# Problem to work on:
I need the lines below from the one with "this sample: (121,2)." down to the one with "this sample: (217,51)." reproduced exactly, both ends included, and nothing else.

# Given data:
————

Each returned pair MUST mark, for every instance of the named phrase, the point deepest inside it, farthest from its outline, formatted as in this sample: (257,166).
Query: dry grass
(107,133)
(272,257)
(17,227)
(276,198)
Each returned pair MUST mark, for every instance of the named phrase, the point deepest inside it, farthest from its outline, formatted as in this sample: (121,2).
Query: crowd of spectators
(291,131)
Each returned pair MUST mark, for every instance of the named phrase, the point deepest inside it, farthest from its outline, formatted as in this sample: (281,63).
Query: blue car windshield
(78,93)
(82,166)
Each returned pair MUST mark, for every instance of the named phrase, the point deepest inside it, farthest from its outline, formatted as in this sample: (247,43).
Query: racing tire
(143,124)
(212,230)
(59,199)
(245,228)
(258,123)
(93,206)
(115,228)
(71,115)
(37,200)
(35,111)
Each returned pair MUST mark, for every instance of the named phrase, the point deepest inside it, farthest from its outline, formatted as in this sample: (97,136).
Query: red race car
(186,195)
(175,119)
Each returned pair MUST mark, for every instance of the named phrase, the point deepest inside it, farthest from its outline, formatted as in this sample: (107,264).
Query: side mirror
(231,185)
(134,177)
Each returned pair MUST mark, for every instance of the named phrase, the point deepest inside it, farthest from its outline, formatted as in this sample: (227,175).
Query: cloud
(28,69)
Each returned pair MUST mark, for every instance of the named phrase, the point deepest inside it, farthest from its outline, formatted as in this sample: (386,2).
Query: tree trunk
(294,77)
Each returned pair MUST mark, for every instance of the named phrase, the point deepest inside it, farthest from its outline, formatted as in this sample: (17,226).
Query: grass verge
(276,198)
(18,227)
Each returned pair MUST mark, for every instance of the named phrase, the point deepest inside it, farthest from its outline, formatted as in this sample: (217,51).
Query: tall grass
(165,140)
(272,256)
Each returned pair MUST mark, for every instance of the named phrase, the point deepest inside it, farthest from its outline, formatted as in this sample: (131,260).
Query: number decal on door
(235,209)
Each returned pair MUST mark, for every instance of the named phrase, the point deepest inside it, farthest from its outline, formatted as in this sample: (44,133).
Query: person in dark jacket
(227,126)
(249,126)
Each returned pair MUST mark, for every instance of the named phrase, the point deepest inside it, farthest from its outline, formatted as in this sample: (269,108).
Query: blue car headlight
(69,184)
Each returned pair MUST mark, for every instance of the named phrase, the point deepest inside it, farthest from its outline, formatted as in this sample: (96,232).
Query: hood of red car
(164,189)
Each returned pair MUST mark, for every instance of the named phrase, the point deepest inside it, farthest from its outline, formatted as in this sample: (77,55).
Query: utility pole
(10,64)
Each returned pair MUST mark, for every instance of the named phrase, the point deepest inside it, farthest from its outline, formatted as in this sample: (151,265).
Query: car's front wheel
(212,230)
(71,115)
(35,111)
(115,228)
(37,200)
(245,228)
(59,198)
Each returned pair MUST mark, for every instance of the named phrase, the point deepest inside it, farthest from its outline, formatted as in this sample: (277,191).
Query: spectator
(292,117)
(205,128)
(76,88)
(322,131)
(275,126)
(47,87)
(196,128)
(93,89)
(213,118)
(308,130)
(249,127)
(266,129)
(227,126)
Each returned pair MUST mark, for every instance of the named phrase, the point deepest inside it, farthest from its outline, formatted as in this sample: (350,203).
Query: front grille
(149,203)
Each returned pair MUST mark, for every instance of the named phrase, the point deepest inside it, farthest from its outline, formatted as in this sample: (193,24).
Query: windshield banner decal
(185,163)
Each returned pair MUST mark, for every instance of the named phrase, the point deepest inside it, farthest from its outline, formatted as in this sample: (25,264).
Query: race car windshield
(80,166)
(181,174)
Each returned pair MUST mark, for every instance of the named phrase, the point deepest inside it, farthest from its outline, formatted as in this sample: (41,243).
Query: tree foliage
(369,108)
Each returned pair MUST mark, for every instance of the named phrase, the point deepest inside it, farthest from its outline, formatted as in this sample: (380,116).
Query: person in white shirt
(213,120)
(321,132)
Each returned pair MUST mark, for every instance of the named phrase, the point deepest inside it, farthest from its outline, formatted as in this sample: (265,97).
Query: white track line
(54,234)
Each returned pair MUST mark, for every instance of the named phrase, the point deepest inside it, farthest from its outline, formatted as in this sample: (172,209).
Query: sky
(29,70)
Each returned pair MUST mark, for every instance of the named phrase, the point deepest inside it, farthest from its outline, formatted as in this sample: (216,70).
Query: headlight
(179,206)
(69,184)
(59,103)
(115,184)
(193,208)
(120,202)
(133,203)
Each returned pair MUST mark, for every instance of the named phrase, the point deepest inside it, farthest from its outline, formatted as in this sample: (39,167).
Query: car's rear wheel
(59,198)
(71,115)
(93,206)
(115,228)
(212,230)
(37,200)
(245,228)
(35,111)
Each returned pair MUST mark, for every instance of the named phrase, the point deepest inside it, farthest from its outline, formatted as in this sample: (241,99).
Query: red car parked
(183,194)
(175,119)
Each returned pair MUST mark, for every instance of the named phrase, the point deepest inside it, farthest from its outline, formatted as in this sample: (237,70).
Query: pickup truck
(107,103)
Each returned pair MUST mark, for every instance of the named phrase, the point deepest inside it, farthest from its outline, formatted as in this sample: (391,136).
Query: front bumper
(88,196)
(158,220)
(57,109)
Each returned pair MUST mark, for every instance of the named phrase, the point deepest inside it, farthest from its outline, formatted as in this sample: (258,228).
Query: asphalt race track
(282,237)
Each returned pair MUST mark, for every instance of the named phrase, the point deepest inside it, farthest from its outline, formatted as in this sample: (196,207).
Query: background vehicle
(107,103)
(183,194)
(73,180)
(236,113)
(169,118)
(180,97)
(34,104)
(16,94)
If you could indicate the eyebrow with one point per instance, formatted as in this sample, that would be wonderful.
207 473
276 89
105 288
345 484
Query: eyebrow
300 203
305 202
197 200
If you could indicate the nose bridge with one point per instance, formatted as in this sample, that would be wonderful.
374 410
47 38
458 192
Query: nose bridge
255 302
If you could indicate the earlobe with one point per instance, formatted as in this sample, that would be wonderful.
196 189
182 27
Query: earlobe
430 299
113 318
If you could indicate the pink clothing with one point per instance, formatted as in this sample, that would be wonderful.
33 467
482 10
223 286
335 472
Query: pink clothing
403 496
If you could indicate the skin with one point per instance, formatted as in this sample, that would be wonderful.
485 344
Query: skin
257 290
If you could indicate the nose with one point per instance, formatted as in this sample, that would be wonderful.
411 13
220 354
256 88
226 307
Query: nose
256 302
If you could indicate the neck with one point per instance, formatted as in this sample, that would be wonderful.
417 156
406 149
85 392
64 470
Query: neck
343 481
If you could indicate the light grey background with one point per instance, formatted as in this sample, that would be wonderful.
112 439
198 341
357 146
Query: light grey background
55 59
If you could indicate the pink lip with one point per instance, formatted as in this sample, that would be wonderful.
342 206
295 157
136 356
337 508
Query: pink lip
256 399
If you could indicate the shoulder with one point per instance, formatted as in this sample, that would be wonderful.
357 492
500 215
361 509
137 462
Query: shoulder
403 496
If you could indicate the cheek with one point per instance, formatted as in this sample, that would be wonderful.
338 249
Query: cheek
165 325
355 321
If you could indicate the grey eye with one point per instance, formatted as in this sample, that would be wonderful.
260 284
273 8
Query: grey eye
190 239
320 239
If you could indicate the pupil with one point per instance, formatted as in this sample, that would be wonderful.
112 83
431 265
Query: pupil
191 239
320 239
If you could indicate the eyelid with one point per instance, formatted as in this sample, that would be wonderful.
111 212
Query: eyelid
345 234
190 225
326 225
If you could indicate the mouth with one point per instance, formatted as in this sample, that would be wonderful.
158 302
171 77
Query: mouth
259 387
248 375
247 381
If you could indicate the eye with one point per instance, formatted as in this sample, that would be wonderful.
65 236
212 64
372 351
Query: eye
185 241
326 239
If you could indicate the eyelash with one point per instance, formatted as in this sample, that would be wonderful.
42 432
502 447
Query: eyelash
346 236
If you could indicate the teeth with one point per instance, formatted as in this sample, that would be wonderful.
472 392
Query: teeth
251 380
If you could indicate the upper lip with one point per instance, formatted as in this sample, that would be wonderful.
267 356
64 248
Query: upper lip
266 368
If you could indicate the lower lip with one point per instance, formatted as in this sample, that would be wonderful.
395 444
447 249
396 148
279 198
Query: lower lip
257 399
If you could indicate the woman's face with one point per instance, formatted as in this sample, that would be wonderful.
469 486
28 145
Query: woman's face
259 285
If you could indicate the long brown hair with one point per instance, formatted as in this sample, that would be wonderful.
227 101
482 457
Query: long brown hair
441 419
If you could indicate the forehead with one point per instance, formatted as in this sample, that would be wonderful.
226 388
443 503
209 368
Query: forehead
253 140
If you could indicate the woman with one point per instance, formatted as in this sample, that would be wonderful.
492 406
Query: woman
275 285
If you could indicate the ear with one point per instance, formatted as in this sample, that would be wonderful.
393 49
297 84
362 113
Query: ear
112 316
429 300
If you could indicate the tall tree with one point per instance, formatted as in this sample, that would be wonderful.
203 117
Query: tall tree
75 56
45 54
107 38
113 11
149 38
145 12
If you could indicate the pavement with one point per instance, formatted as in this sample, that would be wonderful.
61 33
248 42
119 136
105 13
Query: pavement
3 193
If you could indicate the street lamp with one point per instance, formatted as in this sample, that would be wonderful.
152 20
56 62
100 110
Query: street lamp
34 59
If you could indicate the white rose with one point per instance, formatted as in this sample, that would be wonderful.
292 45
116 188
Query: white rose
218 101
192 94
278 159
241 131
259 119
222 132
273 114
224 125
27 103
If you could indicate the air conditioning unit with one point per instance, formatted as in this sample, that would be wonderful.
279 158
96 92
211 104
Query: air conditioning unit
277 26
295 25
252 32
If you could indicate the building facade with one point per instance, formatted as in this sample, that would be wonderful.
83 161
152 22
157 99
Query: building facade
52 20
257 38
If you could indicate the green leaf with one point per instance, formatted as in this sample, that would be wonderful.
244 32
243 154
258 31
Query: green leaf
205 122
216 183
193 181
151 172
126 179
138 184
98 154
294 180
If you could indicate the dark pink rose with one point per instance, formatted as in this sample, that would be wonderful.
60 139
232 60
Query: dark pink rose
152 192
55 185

————

# Response:
Each returned pair MUST mark, for every instance of the named phrase, the point deepest inside it, farthest from its outline, formatted as in this sample: (121,2).
Query: crowd of spectators
(291,131)
Each returned pair MUST mark, for every instance of the named phrase, the point deepest inside it, farthest from its outline, formatted as in this sample: (281,63).
Query: blue car windshield
(78,93)
(82,166)
Each returned pair MUST mark, for every instance of the named phrase, the point deepest inside it, farthest from its outline, formatted as in this sample: (247,43).
Query: racing tire
(143,124)
(212,230)
(59,199)
(245,228)
(258,123)
(93,206)
(115,228)
(71,115)
(37,200)
(35,111)
Each returned pair MUST mark, for every instance of the named phrase, the point deepest inside it, farthest from its outline, formatted as in this sample: (97,136).
Query: red race car
(186,195)
(175,119)
Each returned pair MUST mark, for every instance of the named phrase, the point deepest inside it, farthest from its outline, formatted as in this sample: (107,264).
Query: side mirror
(231,185)
(134,177)
Each returned pair MUST mark, for every instance of the named phrase, the point deepest inside it, farthest from its outline, formatted as in this sample: (227,175).
Query: cloud
(28,69)
Each returned pair MUST mark, for every instance of the named phrase, the point deepest inside it, farthest from its outline, formatted as in this sample: (386,2).
Query: tree trunk
(294,77)
Each returned pair MUST mark, for every instance of the named phrase, the point deepest inside it, farthest from its outline, formatted as in this sample: (17,226).
Query: grass verge
(276,198)
(18,227)
Each returned pair MUST mark, for every instance of the named phrase, the point deepest inside it, farthest from its outline, formatted as in this sample: (217,51).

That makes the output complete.